*** Opening Extract ***

• About Us
  • FAQ
  • Archives
  • Links
  • SOD Columns

Facebook

  • Serial Drama on Facebook

Subscribe to Serial Drama

  • Add to Google Reader or Homepage

    Subscribe in Bloglines

    Add to My AOL

    Powered by FeedBurner

« Farewell to the Pairing of the Year | Main | Happy (...?) Thanksgiving, All! »

November 23, 2011

The Darkest Day (or Matthew Speaks For Us All)

I feel like today's post should be a sympathy card. There was some cruel television twist of fate that aired today's episode on the same day as today's announcement

And do not say I didn't warn you. If you haven't seen today's episode of One Life to Live, stop reading. You don't want to read this before you watch this. Trust me.

Let me just get right down to it if I can make it through without sobbing so hard over my keyboard that I get electrocuted. Matthew narrated today's episode.

"Is there anybody else like Roxy? She's the bomb."

Nora actually expressed concern for the mayor and how what can seem like a spirited hit in a minor physical skirmish can have unintended long-term damage even if the person seems fine. Kind of the way it happened to Matthew.

"Way to go, Aunt Viki. No one keeps the peace better than you."

"John McBain talks just about as much as I do these days."

Roxy tried to convince Shane there's a volcano in Brazil ("all fire and brimstone, red hot lather") that's keeping Rex away on Thanksgiving.

Brody defended Jessica to a fellow patient at St. Anne's.

Clint and Shane had another heart-to-heart and this show is trying its damndest to melt me into the floor. So, Clint's speech to Shane...

Clint: I just did not do right by you and your dad, and I regret that more than you will ever know. Rex is my son, you're my grandson, and me? I'm the fool that waited too long to count his blessings, but you and your father are gifts in my life that I just don't deserve. But I'm going to try and do better. And I'm going to try to be worthy of you, your dad, and (puts his hand over his heart) this wonderful heart that once belonged to your mom. I know I got a heck of a long way to go, so I'm asking you for your patience.

*** Closing Extract ***
*** Opening Extracted records ***

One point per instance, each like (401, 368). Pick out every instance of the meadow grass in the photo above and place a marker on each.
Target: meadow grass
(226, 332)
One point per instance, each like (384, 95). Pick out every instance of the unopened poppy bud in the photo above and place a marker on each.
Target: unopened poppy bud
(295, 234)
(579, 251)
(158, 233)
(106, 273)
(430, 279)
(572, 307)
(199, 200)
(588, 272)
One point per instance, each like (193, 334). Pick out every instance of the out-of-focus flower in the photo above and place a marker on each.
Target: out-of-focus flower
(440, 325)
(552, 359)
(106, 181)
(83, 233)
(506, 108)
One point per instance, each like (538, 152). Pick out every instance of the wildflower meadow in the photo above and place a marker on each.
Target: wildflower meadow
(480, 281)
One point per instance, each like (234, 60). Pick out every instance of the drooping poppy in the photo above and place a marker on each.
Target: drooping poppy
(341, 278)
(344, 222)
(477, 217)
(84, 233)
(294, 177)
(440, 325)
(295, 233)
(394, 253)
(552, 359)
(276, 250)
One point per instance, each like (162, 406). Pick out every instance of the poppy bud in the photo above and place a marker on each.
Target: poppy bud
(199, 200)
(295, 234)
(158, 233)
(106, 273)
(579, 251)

*** Closing Extracted records ***

About this task: Can you reproduce the passage of the One Life to Live post between "The Darkest Day" and "narrated today's episode.", inclusive? This material comes from a different source.

Exercise result:
The Darkest Day (or Matthew Speaks For Us All)

I feel like today's post should be a sympathy card. There was some cruel television twist of fate that aired today's episode on the same day as today's announcement

And do not say I didn't warn you. If you haven't seen today's episode of One Life to Live, stop reading. You don't want to read this before you watch this. Trust me.

Let me just get right down to it if I can make it through without sobbing so hard over my keyboard that I get electrocuted. Matthew narrated today's episode.